- _指示_:
1. 江戸の放し亀についての文章で、「放し亀 一日宙を 泳いでる」という川柳はどの句集に載っていますか?
2. 江戸の放し亀についての文章を、最後の文の後から書き継いでください。

- _本文抜粋_:

┏━━

江戸時代の庶民は、これをアレンジした。その端的な例が「放し亀」だ。放生会が近づくと、市中に亀を売る商人が現れる。それを町人が買って、放すのである。

(左)路上で亀を紐で吊るして売る商人。『五節供稚童講釈』国立国会図書館所蔵/(右)『名所江戸百景 深川萬年橋』は、販売されている亀のクローズアップが有名な広重の作品。出典:colbase
(左)路上で亀を紐で吊るして売る商人。『五節供稚童講釈』国立国会図書館所蔵/(右)『名所江戸百景 深川萬年橋』は、販売されている亀のクローズアップが有名な広重の作品。出典:colbase

放し亀 一日宙を 泳いでる

句集『柳多留』(やなぎだる)にある川柳だ。商人がひもで吊(つ)るした亀を路上に陳列し、売りさばいている様子を詠んだものである。こうした物珍しさから、子どもに人気の年中行事となった。

┗━━

- _抜粋データ_:

┏━━

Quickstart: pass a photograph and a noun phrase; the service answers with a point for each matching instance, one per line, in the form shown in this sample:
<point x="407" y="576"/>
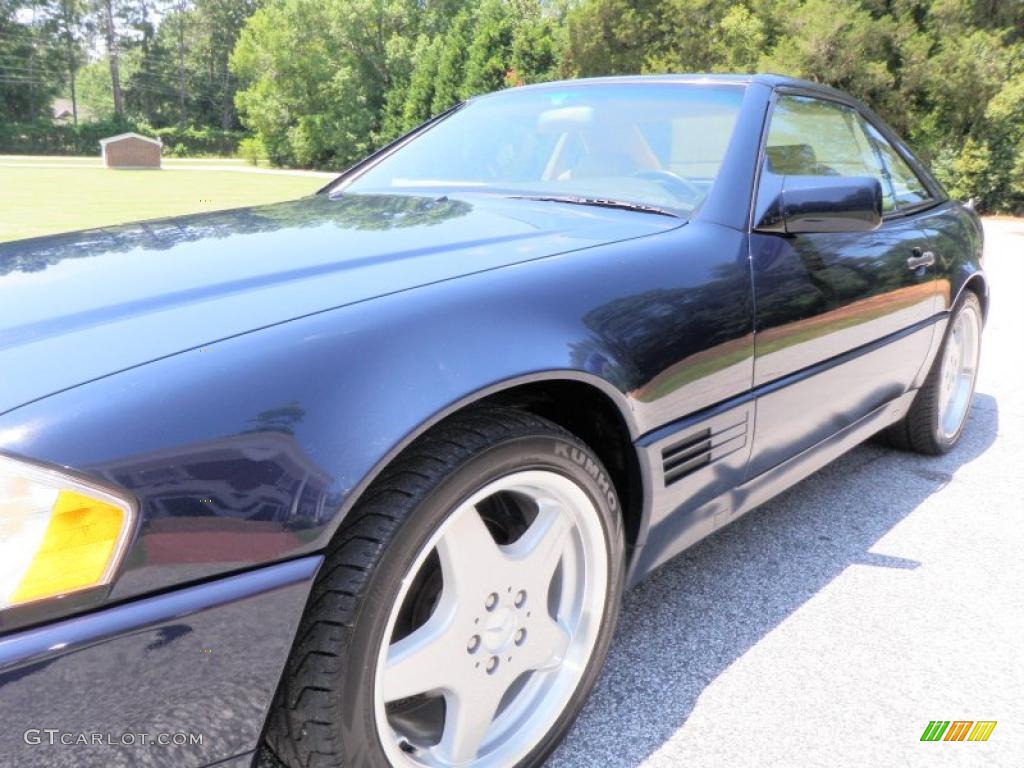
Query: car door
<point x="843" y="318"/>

┗━━
┏━━

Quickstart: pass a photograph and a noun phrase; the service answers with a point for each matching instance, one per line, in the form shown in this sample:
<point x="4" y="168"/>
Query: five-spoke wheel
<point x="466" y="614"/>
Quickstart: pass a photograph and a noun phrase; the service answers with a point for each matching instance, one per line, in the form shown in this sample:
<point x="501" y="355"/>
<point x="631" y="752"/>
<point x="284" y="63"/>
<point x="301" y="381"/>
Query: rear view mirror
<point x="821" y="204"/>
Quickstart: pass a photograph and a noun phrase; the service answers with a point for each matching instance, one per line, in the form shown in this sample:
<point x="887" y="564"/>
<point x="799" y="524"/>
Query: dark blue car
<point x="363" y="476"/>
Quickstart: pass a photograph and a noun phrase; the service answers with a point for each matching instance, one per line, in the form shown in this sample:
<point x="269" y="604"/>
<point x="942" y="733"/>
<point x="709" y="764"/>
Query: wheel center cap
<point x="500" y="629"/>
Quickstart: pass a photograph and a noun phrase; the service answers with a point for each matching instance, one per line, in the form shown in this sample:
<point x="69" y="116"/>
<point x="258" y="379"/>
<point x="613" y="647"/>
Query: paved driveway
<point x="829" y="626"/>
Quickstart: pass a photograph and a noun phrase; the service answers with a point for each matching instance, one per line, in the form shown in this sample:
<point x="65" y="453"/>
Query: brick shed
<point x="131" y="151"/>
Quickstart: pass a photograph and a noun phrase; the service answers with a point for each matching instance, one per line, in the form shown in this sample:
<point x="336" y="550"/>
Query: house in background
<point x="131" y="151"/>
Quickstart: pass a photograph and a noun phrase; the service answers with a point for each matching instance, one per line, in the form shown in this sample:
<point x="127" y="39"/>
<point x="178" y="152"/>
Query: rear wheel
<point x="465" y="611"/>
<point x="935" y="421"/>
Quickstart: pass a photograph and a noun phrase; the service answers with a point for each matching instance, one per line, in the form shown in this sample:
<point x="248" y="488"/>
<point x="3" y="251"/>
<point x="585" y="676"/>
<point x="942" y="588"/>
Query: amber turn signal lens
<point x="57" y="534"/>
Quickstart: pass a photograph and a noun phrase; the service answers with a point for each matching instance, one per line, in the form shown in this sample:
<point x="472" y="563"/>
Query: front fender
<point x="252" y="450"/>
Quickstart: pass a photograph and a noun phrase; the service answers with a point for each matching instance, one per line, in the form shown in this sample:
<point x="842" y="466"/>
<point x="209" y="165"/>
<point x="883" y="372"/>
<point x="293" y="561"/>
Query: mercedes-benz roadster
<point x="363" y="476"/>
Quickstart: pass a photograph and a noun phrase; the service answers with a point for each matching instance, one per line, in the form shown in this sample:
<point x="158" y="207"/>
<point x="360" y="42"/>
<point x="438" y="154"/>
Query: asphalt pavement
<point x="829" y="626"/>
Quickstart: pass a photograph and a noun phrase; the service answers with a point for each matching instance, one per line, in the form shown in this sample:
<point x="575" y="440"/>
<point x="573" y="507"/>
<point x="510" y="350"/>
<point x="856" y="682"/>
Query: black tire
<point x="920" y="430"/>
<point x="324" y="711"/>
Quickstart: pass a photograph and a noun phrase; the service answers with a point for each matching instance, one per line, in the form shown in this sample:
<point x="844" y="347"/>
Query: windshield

┗━━
┏━━

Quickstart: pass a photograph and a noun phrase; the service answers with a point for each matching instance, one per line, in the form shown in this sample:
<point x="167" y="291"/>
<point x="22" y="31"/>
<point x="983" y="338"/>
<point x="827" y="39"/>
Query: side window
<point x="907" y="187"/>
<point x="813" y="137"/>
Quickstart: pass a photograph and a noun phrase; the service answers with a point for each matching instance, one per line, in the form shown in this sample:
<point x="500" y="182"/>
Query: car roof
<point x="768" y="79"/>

┗━━

- _各問の解答_:
1. 句集『柳多留』(やなぎだる)です。

2.
亀に限らず雀やウナギ、さらにコイも売られていた。それらをわざわざ買って放生する—奇妙な話だが、その行為を功徳と信じる江戸庶民は多かった。実態は、商魂に乗せられたといっていいのだが…。

値段は亀の場合で4文。1文75円として300円ほど。神社仏閣に納めるさい銭よりもやや高かったろうが、だからご利益があると思えたのかも。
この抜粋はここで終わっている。